Given instruction: Make an exact copy of the records, with the images left out.

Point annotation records
::::::::
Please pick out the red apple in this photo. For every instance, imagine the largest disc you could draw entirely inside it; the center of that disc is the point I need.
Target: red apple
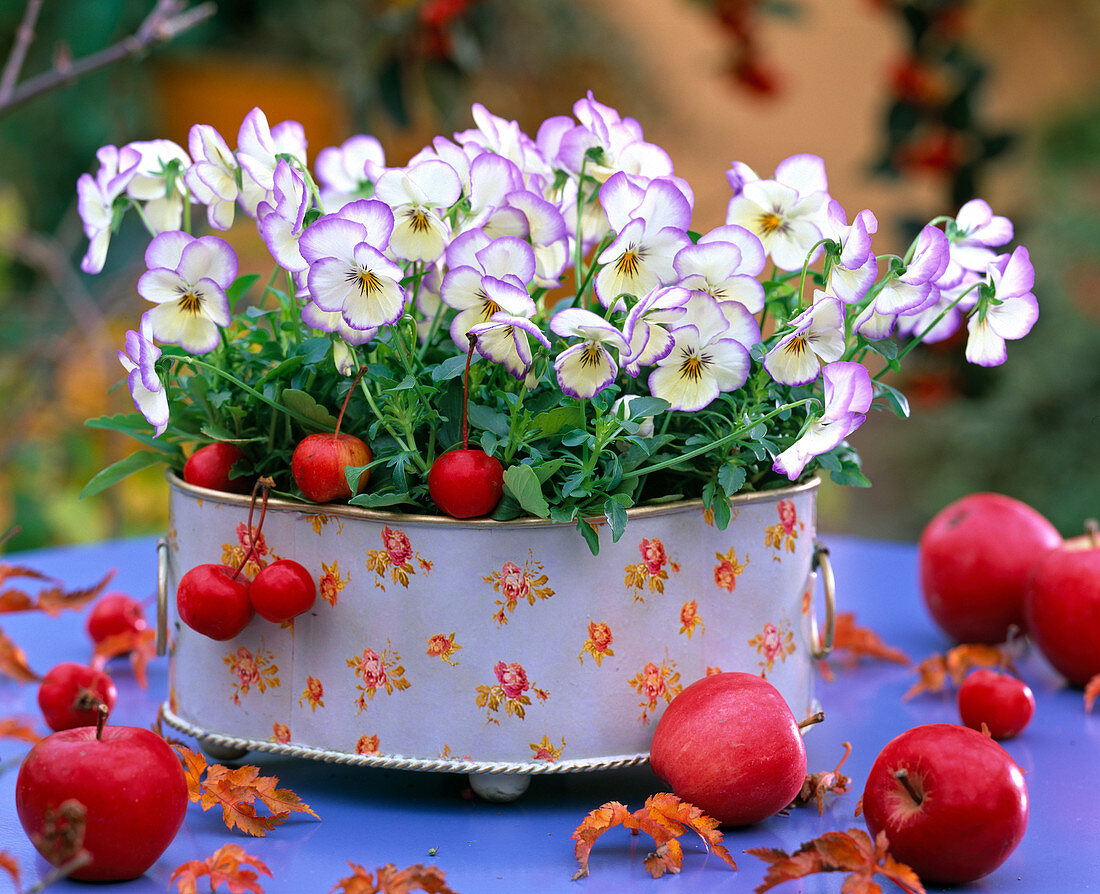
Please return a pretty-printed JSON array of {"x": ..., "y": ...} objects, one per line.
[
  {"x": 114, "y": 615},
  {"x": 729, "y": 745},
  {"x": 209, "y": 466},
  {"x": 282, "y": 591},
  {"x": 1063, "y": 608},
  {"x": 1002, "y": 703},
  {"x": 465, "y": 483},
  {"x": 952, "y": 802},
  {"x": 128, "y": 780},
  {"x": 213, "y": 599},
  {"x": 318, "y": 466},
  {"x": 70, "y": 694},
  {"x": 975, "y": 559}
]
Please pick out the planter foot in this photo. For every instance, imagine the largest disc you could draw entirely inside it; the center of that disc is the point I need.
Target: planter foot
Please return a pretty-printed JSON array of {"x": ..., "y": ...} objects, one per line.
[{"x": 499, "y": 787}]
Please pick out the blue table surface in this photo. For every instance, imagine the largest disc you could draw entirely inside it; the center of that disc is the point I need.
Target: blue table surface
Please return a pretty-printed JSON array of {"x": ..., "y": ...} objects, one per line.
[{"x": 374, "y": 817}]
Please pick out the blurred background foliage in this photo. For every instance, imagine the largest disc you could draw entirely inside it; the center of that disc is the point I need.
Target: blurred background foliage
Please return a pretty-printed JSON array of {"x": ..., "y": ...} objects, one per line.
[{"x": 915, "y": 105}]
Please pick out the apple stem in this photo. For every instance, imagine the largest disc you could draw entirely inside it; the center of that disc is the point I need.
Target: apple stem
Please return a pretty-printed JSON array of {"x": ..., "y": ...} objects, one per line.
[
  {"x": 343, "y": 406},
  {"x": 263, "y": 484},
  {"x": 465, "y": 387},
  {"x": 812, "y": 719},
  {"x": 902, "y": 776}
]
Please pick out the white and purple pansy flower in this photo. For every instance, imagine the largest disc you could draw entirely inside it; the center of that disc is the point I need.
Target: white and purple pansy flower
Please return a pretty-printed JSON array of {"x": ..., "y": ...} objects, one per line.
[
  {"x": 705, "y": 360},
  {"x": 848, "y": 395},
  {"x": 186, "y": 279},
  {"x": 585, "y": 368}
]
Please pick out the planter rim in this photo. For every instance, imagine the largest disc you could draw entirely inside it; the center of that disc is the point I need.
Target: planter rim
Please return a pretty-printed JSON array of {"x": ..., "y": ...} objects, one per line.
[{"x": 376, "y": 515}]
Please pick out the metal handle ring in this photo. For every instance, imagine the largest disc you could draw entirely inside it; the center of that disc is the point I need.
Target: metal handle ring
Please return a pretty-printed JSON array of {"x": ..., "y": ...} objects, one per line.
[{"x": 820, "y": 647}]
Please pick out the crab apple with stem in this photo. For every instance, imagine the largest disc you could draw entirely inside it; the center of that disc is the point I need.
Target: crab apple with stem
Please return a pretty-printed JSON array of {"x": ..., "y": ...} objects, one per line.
::::::::
Solution to the exercise:
Please pick out the red apple in this photo. For every instance, imagine the largest disc you could draw entirely inside it; the center of that disc is the point I need.
Target: red apple
Please return a pretty-printed JSON array of {"x": ..., "y": ...} objects, one per line.
[
  {"x": 114, "y": 615},
  {"x": 729, "y": 745},
  {"x": 209, "y": 466},
  {"x": 282, "y": 591},
  {"x": 1063, "y": 608},
  {"x": 1002, "y": 703},
  {"x": 465, "y": 483},
  {"x": 952, "y": 802},
  {"x": 128, "y": 780},
  {"x": 213, "y": 599},
  {"x": 318, "y": 466},
  {"x": 70, "y": 694},
  {"x": 975, "y": 559}
]
Please pick out the planter foot in this photo. For every instance, imagine the largest disc you could draw entirely inside it; the center of that disc is the point I need.
Target: planter foot
Please return a pretty-printed JSON array of {"x": ..., "y": ...} objects, one per line.
[{"x": 499, "y": 787}]
Please pick out the blue table surface in this photo. For every instance, imagine the largest disc you could draw entirely inside it; the center of that disc is the point I need.
Target: blue table surface
Please return a pretty-printed JSON array of {"x": ..., "y": ...} objects, one per line.
[{"x": 374, "y": 817}]
Please pick out the blurred background foliage in this photo. For every instance, imagine the largest disc you could draw entirely inside it; the center of that disc is the point I need.
Target: blurred background foliage
Please return a pretty-printed JSON array of {"x": ..., "y": ...} objects, one per line.
[{"x": 915, "y": 105}]
Please pick out the apple stem in this photo. For every instance, imagine the largest disc you could draw entirely inside it; the center of that disc is the point I need.
Target: apple stem
Please return a pretty-printed JSON array of {"x": ..., "y": ...} objects, one per line.
[
  {"x": 343, "y": 406},
  {"x": 263, "y": 484},
  {"x": 465, "y": 387},
  {"x": 812, "y": 719},
  {"x": 902, "y": 776}
]
Please pick out the white and purple pansy flower in this photo. For every instance, imagine the largest disc you could draw entirely inside it; the center of that disc is the point I need.
Target: white and purple pansy flower
Please return a pretty-printed JSON array of {"x": ..., "y": ...} objects, one per line.
[
  {"x": 705, "y": 360},
  {"x": 848, "y": 395},
  {"x": 186, "y": 279},
  {"x": 585, "y": 368}
]
Please pick out the planter rim in this photo. For every instance, imagine the largest disc you could draw entirely inside it; the center of that disc is the point I need.
Target: planter rim
Please return a pretty-printed JSON array of {"x": ..., "y": ...} objects, one per line.
[{"x": 376, "y": 515}]
Please pick out the metal handle ring in this photo. For every instance, imagine the largest disc you could draw entirely inside it; the center of that disc is the point I need.
Target: metal handle ring
Please return a pretty-printed JSON array of {"x": ..., "y": ...} objects, one per line.
[{"x": 820, "y": 647}]
Please pick out the crab apple with stem in this photo. For every instance, imagine the largest disc you could draw entirely inside it; the center of that disc is the point I need.
Target: crab apple with stem
Please return a pretty-printed JSON array of {"x": ..., "y": ...} objects, one per line.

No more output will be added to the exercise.